Entries from a dataset:
══════════════════════════════

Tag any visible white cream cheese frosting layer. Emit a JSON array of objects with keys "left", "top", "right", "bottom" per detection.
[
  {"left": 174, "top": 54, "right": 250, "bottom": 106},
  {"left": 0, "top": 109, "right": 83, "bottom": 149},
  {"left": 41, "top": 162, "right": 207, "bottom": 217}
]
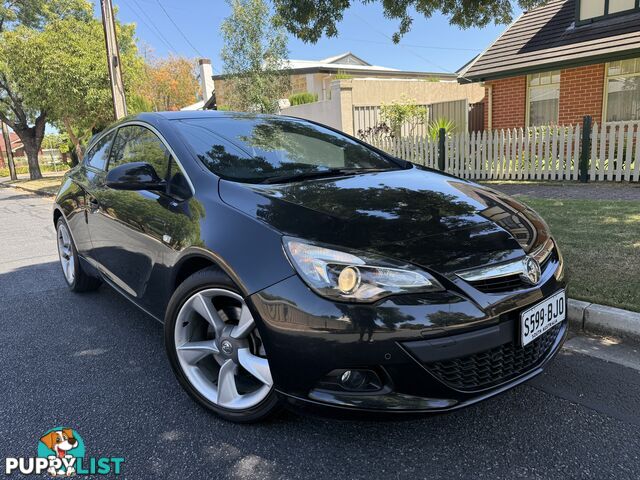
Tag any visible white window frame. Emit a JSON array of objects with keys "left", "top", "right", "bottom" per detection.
[
  {"left": 576, "top": 0, "right": 640, "bottom": 25},
  {"left": 602, "top": 57, "right": 640, "bottom": 125},
  {"left": 524, "top": 70, "right": 562, "bottom": 128}
]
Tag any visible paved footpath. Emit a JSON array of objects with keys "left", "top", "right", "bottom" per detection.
[{"left": 0, "top": 188, "right": 640, "bottom": 480}]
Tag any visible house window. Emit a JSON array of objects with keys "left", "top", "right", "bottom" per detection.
[
  {"left": 527, "top": 70, "right": 560, "bottom": 127},
  {"left": 605, "top": 58, "right": 640, "bottom": 122},
  {"left": 578, "top": 0, "right": 640, "bottom": 22}
]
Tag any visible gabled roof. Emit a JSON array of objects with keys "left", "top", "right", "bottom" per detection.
[
  {"left": 289, "top": 52, "right": 398, "bottom": 72},
  {"left": 459, "top": 0, "right": 640, "bottom": 81},
  {"left": 212, "top": 52, "right": 456, "bottom": 81}
]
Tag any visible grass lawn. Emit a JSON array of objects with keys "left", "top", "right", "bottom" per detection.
[
  {"left": 518, "top": 197, "right": 640, "bottom": 312},
  {"left": 6, "top": 173, "right": 64, "bottom": 195}
]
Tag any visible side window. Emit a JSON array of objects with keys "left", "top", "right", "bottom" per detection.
[
  {"left": 167, "top": 158, "right": 191, "bottom": 199},
  {"left": 109, "top": 125, "right": 171, "bottom": 179},
  {"left": 84, "top": 132, "right": 114, "bottom": 170}
]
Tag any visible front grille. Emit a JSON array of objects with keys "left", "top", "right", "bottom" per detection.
[
  {"left": 469, "top": 251, "right": 555, "bottom": 293},
  {"left": 425, "top": 324, "right": 562, "bottom": 390}
]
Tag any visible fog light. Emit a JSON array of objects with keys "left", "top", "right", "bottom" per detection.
[{"left": 338, "top": 267, "right": 360, "bottom": 293}]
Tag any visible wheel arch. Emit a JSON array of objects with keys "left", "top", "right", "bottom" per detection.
[
  {"left": 53, "top": 205, "right": 64, "bottom": 227},
  {"left": 171, "top": 249, "right": 248, "bottom": 297}
]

══════════════════════════════

#### Aim of the task:
Arrange all of the entries above as a numbered list, skipping any blank lines. Leave the pictures out.

#### Solution to the exercise:
1. Tag any visible white cream cheese frosting layer. Emit a JSON array of objects with keys "left", "top", "right", "bottom" per detection.
2. [
3.   {"left": 174, "top": 54, "right": 250, "bottom": 106},
4.   {"left": 0, "top": 109, "right": 83, "bottom": 149},
5.   {"left": 41, "top": 162, "right": 207, "bottom": 217}
6. ]
7. Tag any visible white window frame. Emit a JSON array of objects with keys "left", "top", "right", "bottom" per detection.
8. [
9.   {"left": 576, "top": 0, "right": 640, "bottom": 25},
10.   {"left": 602, "top": 57, "right": 640, "bottom": 125},
11.   {"left": 524, "top": 70, "right": 562, "bottom": 128}
12. ]
13. Tag any visible paved footpath. Emit a JSON array of objects with keys "left", "top", "right", "bottom" per detection.
14. [{"left": 0, "top": 188, "right": 640, "bottom": 480}]
15. Tag any visible house window. Emit a JSON array of objects with keys "left", "top", "right", "bottom" per detection.
16. [
17.   {"left": 527, "top": 70, "right": 560, "bottom": 127},
18.   {"left": 605, "top": 58, "right": 640, "bottom": 122},
19.   {"left": 578, "top": 0, "right": 640, "bottom": 22}
20. ]
21. Tag any visible gabled roof. Emit a JSON array of objects with keys "left", "top", "right", "bottom" per detection.
22. [
23.   {"left": 289, "top": 52, "right": 398, "bottom": 72},
24.   {"left": 459, "top": 0, "right": 640, "bottom": 81},
25.   {"left": 212, "top": 52, "right": 456, "bottom": 81}
26. ]
27. Tag any visible grass lawn. Emit a JSON array of objects with keys "left", "top", "right", "bottom" per detection.
28. [
29.   {"left": 518, "top": 197, "right": 640, "bottom": 312},
30.   {"left": 6, "top": 173, "right": 64, "bottom": 195}
31. ]
32. Tag any visible side window. Emit a JSON array of objects with keys "left", "top", "right", "bottom" per detection.
33. [
34.   {"left": 167, "top": 158, "right": 191, "bottom": 199},
35.   {"left": 109, "top": 125, "right": 171, "bottom": 179},
36.   {"left": 84, "top": 132, "right": 114, "bottom": 170}
37. ]
38. Tag any visible front grille. Emit a JSON array of objects with keys "left", "top", "right", "bottom" per detection.
39. [
40.   {"left": 469, "top": 251, "right": 555, "bottom": 293},
41.   {"left": 425, "top": 324, "right": 562, "bottom": 390}
42. ]
43. Tag any visible fog light. Emit a JSON array of objects with keys "left", "top", "right", "bottom" per detection.
44. [{"left": 338, "top": 267, "right": 360, "bottom": 293}]
45. Tag any visible wheel arch. Emit a JSON array of objects with keys "left", "top", "right", "bottom" per detection.
46. [
47.   {"left": 53, "top": 205, "right": 64, "bottom": 227},
48.   {"left": 171, "top": 249, "right": 248, "bottom": 297}
49. ]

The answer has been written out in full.